> **EXERCISE**
Turn everything from the line containing "like (228, 408)." down to the end of the items below into a Markdown table with the columns n and Line, numbering each row and leaving out blank lines.

:::::

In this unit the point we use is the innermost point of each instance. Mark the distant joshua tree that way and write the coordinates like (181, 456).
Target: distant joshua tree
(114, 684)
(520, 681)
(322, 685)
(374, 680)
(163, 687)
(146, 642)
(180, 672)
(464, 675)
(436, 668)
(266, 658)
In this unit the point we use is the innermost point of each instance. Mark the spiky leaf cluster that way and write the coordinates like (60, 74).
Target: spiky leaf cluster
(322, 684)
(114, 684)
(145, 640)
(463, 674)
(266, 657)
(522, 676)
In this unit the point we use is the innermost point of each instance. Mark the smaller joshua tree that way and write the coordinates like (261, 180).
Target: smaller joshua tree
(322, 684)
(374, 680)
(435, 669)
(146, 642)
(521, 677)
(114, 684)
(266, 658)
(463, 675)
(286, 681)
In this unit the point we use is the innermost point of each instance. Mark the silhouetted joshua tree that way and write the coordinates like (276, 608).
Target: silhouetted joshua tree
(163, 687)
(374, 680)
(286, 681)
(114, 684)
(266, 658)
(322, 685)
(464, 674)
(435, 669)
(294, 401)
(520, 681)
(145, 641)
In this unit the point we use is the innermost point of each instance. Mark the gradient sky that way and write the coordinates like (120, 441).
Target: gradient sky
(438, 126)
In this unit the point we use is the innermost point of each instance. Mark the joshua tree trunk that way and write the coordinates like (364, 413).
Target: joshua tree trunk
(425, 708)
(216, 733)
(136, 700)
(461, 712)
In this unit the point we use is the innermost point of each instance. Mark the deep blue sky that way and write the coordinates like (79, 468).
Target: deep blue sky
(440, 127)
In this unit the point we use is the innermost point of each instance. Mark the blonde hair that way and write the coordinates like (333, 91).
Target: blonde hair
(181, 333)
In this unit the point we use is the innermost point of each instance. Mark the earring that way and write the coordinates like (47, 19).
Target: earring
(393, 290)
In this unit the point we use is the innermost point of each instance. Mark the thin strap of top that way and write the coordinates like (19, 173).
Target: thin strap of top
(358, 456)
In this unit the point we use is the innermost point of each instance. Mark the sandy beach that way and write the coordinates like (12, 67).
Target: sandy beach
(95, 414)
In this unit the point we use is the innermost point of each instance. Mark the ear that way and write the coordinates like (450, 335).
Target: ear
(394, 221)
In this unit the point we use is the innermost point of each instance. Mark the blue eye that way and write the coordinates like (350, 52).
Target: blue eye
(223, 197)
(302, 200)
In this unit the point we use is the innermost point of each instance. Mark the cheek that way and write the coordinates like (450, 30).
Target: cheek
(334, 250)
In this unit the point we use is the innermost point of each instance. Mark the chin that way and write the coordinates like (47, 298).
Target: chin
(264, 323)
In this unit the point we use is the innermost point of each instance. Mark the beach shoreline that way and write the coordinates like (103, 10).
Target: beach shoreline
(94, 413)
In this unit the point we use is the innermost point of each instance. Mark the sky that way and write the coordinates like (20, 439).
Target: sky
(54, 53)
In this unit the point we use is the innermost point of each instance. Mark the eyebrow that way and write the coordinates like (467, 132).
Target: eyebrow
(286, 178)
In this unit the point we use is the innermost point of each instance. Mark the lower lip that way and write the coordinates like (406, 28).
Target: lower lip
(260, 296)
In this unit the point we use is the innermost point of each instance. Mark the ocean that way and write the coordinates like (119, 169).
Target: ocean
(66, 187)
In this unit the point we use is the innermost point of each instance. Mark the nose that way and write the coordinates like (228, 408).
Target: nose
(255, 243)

:::::

> **TASK RESULT**
| n | Line |
|---|---|
| 1 | In this unit the point we use is the innermost point of each instance. Mark the nose that way and write the coordinates like (228, 408). |
| 2 | Target: nose |
| 3 | (255, 243) |